◆ Task: The data below needs to be returned exactly, line for line.

----------

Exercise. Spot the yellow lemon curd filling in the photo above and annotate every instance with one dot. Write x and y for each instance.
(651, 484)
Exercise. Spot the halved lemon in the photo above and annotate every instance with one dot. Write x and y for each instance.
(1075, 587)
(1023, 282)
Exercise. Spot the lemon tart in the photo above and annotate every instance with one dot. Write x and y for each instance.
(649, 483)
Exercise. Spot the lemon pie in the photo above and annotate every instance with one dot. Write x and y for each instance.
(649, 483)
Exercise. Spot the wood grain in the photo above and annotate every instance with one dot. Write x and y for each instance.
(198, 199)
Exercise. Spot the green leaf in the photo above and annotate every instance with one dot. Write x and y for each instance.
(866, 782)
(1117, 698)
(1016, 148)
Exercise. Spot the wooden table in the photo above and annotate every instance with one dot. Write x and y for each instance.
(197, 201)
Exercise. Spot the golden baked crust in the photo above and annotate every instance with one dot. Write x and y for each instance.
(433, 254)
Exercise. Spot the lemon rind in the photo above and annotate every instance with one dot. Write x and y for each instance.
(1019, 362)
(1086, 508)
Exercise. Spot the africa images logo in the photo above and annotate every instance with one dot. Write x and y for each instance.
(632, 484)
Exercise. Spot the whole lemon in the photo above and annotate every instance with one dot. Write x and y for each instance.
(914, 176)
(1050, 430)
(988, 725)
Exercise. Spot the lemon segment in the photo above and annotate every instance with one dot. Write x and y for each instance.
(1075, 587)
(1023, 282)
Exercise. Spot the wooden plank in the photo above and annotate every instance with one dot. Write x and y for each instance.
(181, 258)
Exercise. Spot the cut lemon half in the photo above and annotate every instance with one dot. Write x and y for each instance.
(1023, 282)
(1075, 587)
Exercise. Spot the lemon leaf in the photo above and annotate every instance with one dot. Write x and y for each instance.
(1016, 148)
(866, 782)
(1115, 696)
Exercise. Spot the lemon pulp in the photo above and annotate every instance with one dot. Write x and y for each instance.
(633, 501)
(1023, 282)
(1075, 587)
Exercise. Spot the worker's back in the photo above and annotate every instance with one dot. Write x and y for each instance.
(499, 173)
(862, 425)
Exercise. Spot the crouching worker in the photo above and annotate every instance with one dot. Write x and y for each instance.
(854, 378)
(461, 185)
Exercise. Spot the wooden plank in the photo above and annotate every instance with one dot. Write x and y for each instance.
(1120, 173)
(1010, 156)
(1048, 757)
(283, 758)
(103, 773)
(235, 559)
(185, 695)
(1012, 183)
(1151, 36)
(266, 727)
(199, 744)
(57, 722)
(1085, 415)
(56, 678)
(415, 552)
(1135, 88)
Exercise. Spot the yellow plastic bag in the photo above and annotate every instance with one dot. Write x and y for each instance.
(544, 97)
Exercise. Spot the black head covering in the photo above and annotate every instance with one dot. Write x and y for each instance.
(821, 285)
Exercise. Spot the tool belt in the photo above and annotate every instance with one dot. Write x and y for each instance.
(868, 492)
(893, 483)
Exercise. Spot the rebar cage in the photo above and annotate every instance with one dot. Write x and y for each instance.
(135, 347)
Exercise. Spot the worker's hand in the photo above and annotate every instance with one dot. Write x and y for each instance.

----------

◆ Result:
Exercise. Spot the yellow lemon curd filling in the photo above and annotate every instance with one dot. Write x and y for each instance.
(651, 484)
Exercise. Spot the halved lemon in the photo above and annotate every instance with one dot. Write x and y for each instance.
(1075, 587)
(1023, 282)
Exercise. Spot the lemon tart in the photo above and annotate every instance with one dot. Write x and y for each instance.
(649, 483)
Exercise. Spot the lemon pie in the photo above and annotate every instance with one dot. Write x and y for each instance.
(649, 483)
Exercise. Spot the wood grain in the photo above and annotate every instance with one dot. Write x and y for each instance.
(198, 199)
Exercise. Spot the green leaf in the photo above and annotate every instance with one dot. Write x and y for each instance.
(866, 782)
(1117, 698)
(1016, 148)
Exercise. Spot the wooden table in the photo above and annotate every instance with one dot. Write x and y for each instance.
(197, 201)
Exercise. Spot the golden baked crust in the photo above and annotate every instance with one dot. Write x and y for each instance.
(433, 254)
Exercise. Spot the lemon rind in the photo above and annotate every instance with one dot. Write x and y for each instance.
(1019, 362)
(1086, 508)
Exercise. Spot the africa images logo in the photo above and annotate every instance with one dot. Write x and y for each instance.
(632, 484)
Exercise. Spot the whole lemon in the photo above and annotate every instance with one dot. Write x and y for each instance.
(914, 176)
(1050, 430)
(988, 725)
Exercise. Spot the lemon segment in the photo above and annotate every instance with one dot. Write x and y for each instance.
(1075, 587)
(1023, 282)
Exercise. Spot the wooden plank in the photo above and annotate every instance with one dot. Write x and y for each instance.
(181, 258)
Exercise. Spot the cut lemon half in the photo above and annotate every instance with one dot. Write x and y for each instance.
(1023, 282)
(1075, 587)
Exercise. Spot the lemon leaf in the photo above and annotate every instance with one dot. Write x and y for each instance.
(1016, 148)
(866, 782)
(1115, 696)
Exercise. Spot the lemon pulp in the photo above and annotate every instance with one dot. Write x and y for each instance.
(633, 501)
(1023, 282)
(1075, 587)
Exercise. Spot the worker's back in the photo above and annotate every instance with one dot. Write x and y for each instance.
(499, 173)
(862, 425)
Exercise. Spot the crouching worker in the photo above and annotate every instance with one dot. Write x and y for each instance.
(854, 378)
(461, 185)
Exercise. Spot the wooden plank in the photo above and annotate every instance with one dot. Write x and y for each instance.
(1120, 173)
(1010, 156)
(1048, 757)
(283, 758)
(103, 773)
(235, 559)
(185, 695)
(1012, 183)
(1151, 36)
(266, 727)
(199, 744)
(57, 722)
(1085, 415)
(56, 678)
(415, 552)
(1135, 88)
Exercise. Spot the yellow plastic bag in the photo above and annotate every instance with one dot. Write x and y for each instance.
(544, 97)
Exercise. Spot the black head covering in the photo above and annotate every instance with one dot. Write x and y for each instance.
(821, 285)
Exercise. Spot the tool belt in the photo above and annotate every instance with one dot. Write x and y for each instance.
(868, 492)
(893, 483)
Exercise. Spot the rebar cage in the photo above and annotate every instance with one dot. Write x and y for each instance.
(135, 347)
Exercise. Spot the worker's hand in the photo above and annotate every instance with one dot. Write x and y for each instance.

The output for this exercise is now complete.